▸ **Provided data**:
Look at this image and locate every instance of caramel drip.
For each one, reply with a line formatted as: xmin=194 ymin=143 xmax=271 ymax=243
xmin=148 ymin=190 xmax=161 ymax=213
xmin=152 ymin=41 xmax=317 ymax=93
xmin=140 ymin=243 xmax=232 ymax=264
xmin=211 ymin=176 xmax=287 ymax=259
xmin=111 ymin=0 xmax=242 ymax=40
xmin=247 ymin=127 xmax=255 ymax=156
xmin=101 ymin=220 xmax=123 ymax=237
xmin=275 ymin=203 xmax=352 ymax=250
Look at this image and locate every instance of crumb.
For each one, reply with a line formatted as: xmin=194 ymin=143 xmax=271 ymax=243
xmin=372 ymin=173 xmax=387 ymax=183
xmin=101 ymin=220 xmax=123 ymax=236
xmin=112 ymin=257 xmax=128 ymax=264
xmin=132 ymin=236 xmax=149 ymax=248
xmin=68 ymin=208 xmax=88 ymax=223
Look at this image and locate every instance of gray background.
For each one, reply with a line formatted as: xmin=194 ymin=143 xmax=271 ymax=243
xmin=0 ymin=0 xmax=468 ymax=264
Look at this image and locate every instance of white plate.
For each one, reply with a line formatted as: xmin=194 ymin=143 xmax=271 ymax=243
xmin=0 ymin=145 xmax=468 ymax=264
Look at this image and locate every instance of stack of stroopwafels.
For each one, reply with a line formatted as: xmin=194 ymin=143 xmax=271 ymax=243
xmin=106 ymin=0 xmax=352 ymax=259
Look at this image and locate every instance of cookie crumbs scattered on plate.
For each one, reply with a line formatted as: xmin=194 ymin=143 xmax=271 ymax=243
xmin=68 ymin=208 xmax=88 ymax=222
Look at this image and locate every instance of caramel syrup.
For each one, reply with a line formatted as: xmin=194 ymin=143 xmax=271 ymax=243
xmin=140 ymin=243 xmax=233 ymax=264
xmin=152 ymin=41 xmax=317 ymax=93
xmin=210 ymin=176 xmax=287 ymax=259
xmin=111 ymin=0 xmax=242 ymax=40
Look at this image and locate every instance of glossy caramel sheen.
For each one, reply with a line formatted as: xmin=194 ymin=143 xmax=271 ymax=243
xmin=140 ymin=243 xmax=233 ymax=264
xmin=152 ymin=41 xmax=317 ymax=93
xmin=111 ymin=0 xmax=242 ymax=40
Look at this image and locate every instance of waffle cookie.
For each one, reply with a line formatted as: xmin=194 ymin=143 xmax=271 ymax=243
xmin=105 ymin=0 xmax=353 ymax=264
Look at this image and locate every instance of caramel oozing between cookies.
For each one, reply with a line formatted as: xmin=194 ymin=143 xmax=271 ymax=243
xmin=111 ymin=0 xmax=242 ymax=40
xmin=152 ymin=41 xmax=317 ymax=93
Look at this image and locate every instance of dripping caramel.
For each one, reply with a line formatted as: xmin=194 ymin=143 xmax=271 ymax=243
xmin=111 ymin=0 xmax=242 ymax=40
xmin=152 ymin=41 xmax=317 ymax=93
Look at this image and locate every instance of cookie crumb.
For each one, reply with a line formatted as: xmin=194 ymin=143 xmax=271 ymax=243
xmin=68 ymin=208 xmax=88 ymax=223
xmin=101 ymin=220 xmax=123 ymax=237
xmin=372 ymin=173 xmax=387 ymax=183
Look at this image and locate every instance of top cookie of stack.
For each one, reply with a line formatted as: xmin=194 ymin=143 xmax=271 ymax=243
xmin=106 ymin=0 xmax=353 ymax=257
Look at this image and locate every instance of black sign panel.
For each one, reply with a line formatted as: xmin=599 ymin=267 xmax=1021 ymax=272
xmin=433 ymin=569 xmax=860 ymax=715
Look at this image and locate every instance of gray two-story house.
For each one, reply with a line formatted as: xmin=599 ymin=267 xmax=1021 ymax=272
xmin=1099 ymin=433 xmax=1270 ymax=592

▸ **Do this**: Report how many lines in the rows above contain the string "plate", treating case as significant. Give only the number.

▸ **Exercise output**: 2